Short task 1:
Answer these from the collision post:
(a) At what speed is the moving 1 kg mass traveling?
(b) What final velocity does the author calculate when assuming conservation of mass and momentum?
(c) Who pointed out that the photon spray would be symmetrical in the rest frame of the combined mass system?
Short task 2: Please transcribe the collision post, starting with "Collisions in special" and going on through "the masses merge.".
Short task 3: List every speed the collision post gives as a multiple of c.

Collisions in special relativity I am wanting to teach some basic trigonometry to school age kids using relativity and would like help to check my reasoning. First, is my problem formulation correct with respect to special relativity, and second am I correct in how I'm solving the problems?
Problem 1.
I will pose a problem that a $1kg$ mass traveling at $0.5c$ collides with a stationary $1kg$ mass, and the masses merge.
I assume that a mechanism enables the masses to not disintegrate on impact, and that all excess energy is emitted equally in all directions as photons. [Edit: the previous italicised phrase is implausible. As is pointed out by Mark H below, the photon spray would be symmetrical in the rest frame of the combined mass system. In my chosen frame, this would be mostly in the direction of the initially travelling mass. This would decelerate the merged masses to $0.268c$, less than my calculated $0.277c$. $0.268c$ is simply the average velocity of the system, $\frac{\sum{p}}{\sum{E}}$ .]
Using the energy/mass/momentum equivalency triangle and Pythagorus' theorem, [to be clear, I will present this without $c$ factors, as it is all about the ratios.]
$$E^2 = (mc^2)^2 + (pc)^2$$
and with the velocity being
$$\frac{v}{c} = \frac{pc}{E}$$
assuming conservation of mass and momentum, the final velocity is $0.277c$. (30 degree triangle to 16.1 degree triangle by doubling its base - mass)

Dataset records:
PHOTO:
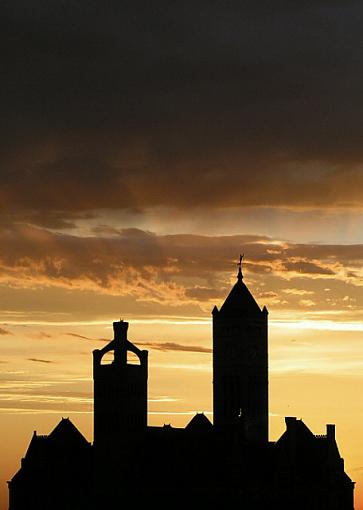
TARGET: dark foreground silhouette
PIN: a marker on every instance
(230, 464)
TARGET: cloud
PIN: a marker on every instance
(4, 331)
(76, 335)
(193, 130)
(37, 360)
(172, 270)
(171, 346)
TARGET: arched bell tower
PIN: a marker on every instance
(240, 363)
(120, 392)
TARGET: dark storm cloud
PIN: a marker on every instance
(121, 104)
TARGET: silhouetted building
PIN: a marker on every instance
(228, 464)
(240, 363)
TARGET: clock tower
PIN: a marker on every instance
(240, 363)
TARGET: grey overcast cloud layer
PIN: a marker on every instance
(122, 104)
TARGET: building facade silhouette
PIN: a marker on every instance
(228, 464)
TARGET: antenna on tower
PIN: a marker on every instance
(240, 275)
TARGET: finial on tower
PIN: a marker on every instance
(240, 275)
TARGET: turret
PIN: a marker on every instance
(240, 363)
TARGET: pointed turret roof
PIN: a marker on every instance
(199, 422)
(67, 433)
(240, 301)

Finished answer 1:
(a) 0.5c
(b) 0.277c
(c) Mark H

Finished answer 2:
Collisions in special relativity I am wanting to teach some basic trigonometry to school age kids using relativity and would like help to check my reasoning. First, is my problem formulation correct with respect to special relativity, and second am I correct in how I'm solving the problems?
Problem 1.
I will pose a problem that a $1kg$ mass traveling at $0.5c$ collides with a stationary $1kg$ mass, and the masses merge.

Finished answer 3:
0.5c
0.268c
0.277c